- _Okunacak Metin_:
-- -- --
๑۩۞۩๑ İlim Dünyası Online Dergi Dünyası ๑۩۞۩๑ => Sizden Gelenler => Konuyu başlatan: Safiye Gül üzerinde 29 Eylül 2011, 15:07:37



Konu Başlığı: Okuyucu mektupları
Gönderen: Safiye Gül üzerinde 29 Eylül 2011, 15:07:37
OKUYUCU MEKTUPLARI

Ekim 2009 49.SAYI

BEKLEDİĞİME DEĞİYOR

Kıymetli gönül dostlarım, her ay sizi çok yakınımdan gelecek bir mektubu bekler gibi bekliyorum ve gerçekten beklediğime de değiyor. Çünkü her bir satırı bilgi, muhabbet ve ibret dolu. İşte bu yüzden sizi çok seviyor ve başarılarınızın devamını diliyorum.
SENGÜL YILDIZ / ISPARTA

PSİKOLOĞUM VE PEDAGOĞUM HİZMETLERİNİZ İÇİN TEŞEKKÜR EDERİM

Sevgili Semerkand Aile çalışanları, öncelikle psikoloğum ve pedagoğum hizmetleriniz için teşekkür ederim. Bunların yanı sıra dergiyi zaten çok beğenerek okuyorum. Konular, baskı, fotoğraflar çok güzel. Ellerinize, emeğinize sağlık.
-- -- --
- _Görevin Amacı_: Yukarıdaki okuyucu mektuplarını, son cümlenin ardından gelecek biçimde sürdürün.

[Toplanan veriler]
-- -- --
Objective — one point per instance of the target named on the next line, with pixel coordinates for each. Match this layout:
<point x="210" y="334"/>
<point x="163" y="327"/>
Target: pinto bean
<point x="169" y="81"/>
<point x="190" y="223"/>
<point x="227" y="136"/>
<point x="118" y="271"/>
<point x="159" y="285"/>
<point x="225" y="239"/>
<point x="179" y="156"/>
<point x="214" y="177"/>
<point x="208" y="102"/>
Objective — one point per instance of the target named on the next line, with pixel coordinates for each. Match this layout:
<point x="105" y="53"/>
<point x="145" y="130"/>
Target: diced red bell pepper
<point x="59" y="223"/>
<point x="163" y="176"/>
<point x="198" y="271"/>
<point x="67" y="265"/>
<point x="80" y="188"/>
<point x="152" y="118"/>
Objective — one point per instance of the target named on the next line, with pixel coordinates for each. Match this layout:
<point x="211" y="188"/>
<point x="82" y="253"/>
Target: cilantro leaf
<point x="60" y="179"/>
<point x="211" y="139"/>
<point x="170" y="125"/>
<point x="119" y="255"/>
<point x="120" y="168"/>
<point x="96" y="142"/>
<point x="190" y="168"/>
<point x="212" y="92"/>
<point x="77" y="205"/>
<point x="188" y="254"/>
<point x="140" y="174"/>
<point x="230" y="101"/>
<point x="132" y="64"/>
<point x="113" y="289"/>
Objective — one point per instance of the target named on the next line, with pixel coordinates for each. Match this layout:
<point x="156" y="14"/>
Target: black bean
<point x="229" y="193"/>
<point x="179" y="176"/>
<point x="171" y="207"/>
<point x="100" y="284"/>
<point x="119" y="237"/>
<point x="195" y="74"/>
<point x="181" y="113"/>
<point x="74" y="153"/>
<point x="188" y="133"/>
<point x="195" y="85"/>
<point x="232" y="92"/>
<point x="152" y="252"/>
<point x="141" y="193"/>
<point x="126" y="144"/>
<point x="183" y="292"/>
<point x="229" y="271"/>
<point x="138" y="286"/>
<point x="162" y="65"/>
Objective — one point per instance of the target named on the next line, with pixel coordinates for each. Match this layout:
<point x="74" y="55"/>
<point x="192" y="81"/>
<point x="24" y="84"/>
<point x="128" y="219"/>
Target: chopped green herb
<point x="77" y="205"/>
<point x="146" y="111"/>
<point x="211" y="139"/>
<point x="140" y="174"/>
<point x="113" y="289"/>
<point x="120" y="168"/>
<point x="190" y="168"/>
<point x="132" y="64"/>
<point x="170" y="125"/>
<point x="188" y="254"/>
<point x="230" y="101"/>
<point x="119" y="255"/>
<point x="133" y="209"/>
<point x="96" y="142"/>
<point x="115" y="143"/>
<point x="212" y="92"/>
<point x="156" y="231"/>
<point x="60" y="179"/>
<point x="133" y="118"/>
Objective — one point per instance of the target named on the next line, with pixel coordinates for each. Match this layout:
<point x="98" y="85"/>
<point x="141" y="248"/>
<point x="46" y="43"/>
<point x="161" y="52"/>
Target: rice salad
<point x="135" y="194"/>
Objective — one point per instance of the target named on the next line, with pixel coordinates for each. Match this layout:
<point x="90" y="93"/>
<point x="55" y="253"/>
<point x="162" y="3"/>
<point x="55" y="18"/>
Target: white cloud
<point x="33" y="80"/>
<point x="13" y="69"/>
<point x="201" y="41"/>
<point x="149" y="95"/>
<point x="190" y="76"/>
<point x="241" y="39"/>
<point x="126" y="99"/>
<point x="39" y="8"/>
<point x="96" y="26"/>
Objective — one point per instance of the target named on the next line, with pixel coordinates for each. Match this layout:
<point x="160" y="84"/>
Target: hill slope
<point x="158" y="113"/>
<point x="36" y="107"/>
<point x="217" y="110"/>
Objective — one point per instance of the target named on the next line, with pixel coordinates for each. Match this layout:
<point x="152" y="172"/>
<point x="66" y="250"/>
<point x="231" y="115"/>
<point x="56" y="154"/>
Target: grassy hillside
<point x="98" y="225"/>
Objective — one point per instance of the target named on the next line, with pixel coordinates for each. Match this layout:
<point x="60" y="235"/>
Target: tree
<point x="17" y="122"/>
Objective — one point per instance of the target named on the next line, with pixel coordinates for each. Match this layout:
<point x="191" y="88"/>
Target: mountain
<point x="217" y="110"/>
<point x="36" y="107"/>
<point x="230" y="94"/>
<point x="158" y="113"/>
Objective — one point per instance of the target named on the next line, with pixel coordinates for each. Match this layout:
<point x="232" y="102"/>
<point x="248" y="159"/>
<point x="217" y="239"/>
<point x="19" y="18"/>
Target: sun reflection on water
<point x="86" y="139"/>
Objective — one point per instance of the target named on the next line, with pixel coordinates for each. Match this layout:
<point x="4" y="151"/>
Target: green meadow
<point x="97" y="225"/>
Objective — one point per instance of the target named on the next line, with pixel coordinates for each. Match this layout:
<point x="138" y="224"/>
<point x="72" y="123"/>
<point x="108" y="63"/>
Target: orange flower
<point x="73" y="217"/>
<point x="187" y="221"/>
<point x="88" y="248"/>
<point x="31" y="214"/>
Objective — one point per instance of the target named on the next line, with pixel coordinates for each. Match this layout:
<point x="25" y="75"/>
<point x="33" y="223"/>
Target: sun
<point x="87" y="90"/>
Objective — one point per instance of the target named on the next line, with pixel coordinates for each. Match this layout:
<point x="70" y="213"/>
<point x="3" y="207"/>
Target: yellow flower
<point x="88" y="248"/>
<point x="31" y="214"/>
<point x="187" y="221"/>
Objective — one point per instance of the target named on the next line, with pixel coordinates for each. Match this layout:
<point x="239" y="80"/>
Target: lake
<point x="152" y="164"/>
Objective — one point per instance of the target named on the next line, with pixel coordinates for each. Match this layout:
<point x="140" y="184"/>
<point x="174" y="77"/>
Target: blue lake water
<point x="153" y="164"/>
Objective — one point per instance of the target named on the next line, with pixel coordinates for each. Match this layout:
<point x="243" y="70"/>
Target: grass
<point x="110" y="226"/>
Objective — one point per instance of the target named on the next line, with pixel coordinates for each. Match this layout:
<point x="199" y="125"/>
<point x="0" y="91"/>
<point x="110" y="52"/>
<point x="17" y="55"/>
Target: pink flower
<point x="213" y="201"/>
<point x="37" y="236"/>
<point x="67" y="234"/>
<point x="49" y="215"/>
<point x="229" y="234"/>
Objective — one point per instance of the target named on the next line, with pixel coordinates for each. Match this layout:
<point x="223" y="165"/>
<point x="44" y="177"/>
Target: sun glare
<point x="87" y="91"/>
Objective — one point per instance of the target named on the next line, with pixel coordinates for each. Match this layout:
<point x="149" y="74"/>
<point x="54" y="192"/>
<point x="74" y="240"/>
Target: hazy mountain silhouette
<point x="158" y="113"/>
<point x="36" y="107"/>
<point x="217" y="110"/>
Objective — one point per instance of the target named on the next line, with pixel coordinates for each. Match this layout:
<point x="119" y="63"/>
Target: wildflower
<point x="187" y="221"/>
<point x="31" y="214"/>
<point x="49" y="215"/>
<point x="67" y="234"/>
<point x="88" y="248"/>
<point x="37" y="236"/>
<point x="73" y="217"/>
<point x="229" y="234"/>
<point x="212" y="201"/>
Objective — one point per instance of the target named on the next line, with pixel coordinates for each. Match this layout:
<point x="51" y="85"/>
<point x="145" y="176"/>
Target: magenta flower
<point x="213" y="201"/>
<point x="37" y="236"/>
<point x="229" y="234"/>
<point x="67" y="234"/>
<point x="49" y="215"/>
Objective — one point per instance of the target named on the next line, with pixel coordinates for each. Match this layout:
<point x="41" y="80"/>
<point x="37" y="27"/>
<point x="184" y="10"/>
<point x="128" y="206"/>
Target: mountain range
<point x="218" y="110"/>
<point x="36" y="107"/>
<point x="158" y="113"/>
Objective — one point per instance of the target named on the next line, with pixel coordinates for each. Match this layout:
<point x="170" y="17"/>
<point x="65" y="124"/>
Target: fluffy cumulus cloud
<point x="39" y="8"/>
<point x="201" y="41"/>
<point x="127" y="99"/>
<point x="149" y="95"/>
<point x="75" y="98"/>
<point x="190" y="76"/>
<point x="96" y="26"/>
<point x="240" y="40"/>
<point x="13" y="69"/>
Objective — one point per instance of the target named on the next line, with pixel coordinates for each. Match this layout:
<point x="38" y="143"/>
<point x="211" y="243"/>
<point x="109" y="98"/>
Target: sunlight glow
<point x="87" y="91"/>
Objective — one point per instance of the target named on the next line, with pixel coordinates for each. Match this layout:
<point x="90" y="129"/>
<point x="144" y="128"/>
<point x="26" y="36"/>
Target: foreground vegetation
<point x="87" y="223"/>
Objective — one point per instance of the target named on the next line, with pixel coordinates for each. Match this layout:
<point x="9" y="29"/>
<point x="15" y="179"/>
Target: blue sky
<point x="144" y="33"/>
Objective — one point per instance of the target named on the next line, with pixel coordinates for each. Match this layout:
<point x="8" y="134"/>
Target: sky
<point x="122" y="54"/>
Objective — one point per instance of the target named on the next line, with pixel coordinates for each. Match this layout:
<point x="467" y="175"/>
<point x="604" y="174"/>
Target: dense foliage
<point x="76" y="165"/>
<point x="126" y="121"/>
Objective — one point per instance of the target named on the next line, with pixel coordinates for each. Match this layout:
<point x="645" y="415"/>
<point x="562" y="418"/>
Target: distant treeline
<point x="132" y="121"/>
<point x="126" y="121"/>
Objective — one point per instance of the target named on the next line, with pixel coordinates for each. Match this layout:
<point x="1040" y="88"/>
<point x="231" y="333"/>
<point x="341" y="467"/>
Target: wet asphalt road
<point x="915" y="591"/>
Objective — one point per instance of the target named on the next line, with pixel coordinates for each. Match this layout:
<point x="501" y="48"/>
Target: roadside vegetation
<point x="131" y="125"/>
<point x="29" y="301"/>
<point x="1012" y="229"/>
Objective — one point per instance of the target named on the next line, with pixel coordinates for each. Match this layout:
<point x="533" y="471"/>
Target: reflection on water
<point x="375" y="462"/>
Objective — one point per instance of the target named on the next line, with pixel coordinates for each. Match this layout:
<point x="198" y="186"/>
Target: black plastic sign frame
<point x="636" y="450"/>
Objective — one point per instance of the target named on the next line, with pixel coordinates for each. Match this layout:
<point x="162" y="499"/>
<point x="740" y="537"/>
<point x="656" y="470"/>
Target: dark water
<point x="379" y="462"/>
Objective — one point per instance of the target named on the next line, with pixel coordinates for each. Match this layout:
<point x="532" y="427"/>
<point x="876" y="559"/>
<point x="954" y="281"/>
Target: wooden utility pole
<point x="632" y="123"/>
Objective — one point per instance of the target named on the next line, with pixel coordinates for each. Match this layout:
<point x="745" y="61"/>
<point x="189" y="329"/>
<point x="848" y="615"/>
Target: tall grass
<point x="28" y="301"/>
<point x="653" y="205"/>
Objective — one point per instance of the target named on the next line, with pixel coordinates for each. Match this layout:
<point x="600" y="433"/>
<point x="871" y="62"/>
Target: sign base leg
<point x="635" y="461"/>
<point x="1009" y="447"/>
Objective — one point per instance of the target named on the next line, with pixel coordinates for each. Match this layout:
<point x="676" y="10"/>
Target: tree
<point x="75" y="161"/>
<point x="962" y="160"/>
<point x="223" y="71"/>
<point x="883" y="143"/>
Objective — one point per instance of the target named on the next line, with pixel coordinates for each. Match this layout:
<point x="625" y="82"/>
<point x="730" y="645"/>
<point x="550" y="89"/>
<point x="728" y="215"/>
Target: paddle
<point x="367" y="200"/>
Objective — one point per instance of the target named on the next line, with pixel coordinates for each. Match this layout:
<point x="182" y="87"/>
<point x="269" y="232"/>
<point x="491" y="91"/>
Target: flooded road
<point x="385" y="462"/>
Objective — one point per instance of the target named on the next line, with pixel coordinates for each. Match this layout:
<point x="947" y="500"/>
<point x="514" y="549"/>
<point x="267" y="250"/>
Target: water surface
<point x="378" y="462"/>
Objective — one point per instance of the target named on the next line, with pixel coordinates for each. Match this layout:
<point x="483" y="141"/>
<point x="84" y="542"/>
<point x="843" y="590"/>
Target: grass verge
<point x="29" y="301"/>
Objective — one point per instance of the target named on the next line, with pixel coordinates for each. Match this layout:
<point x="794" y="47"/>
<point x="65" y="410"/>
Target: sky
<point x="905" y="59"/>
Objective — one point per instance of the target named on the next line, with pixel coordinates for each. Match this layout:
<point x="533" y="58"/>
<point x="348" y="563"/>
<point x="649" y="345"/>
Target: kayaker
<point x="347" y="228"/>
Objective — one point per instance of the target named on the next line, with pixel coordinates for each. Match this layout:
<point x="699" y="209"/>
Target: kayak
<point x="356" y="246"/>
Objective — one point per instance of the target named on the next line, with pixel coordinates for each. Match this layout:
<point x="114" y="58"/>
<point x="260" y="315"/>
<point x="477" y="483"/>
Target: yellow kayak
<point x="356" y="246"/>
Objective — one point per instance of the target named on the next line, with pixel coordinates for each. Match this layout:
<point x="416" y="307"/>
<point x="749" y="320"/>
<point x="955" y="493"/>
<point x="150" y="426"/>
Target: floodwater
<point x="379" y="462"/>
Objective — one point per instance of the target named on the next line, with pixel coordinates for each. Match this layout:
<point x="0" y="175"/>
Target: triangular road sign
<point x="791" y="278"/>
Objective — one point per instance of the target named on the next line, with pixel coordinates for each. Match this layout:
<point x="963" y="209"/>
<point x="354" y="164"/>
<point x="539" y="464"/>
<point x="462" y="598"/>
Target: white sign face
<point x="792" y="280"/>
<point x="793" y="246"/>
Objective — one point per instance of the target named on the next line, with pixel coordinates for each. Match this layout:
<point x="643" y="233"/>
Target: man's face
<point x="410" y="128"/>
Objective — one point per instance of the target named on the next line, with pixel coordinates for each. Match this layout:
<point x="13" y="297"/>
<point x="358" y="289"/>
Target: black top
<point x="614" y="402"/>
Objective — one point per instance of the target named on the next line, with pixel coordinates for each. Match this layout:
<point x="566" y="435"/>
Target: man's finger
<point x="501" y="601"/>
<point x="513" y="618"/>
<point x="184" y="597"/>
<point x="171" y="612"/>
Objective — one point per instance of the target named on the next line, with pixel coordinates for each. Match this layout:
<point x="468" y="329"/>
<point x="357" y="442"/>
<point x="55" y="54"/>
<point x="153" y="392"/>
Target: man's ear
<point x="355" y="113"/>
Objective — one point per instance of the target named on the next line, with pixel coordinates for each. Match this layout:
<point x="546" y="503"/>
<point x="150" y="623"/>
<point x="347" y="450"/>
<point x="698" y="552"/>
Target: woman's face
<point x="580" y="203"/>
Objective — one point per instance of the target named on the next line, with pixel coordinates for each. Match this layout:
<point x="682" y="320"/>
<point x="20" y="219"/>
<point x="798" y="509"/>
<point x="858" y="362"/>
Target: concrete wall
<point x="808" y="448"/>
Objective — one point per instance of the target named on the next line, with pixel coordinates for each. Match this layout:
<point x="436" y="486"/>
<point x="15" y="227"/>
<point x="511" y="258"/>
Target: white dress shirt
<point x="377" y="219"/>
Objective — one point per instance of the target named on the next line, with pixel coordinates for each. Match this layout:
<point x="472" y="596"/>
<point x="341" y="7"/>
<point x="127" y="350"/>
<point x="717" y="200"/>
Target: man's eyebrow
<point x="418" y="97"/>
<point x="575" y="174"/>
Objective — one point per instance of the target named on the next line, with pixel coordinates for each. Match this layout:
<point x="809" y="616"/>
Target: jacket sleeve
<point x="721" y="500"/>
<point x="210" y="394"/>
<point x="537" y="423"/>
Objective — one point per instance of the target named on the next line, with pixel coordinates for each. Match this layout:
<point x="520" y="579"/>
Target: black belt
-- -- --
- _Yanıt_:
BU DERGİ MÜKEMMEL BİR ŞEY

Bu dergi ile tanıştığımdan beri hayatımda çok değişiklikler oldu. Bu dergi sayesinde resmen arkadaşlarıma -tabi ailemin de yardımı ile- daha çok tanıttım. Tabi bunda sizin yardımınız çook büyük. Onlara derginizi götürüp okumalarını sağladım, artık kendileri “Tuğba o bize getirdiğin güzel dergiyi neden getirmedin?” diye bana kızıyorlar. Kısacası sizin derginiz mükemmel bir şey.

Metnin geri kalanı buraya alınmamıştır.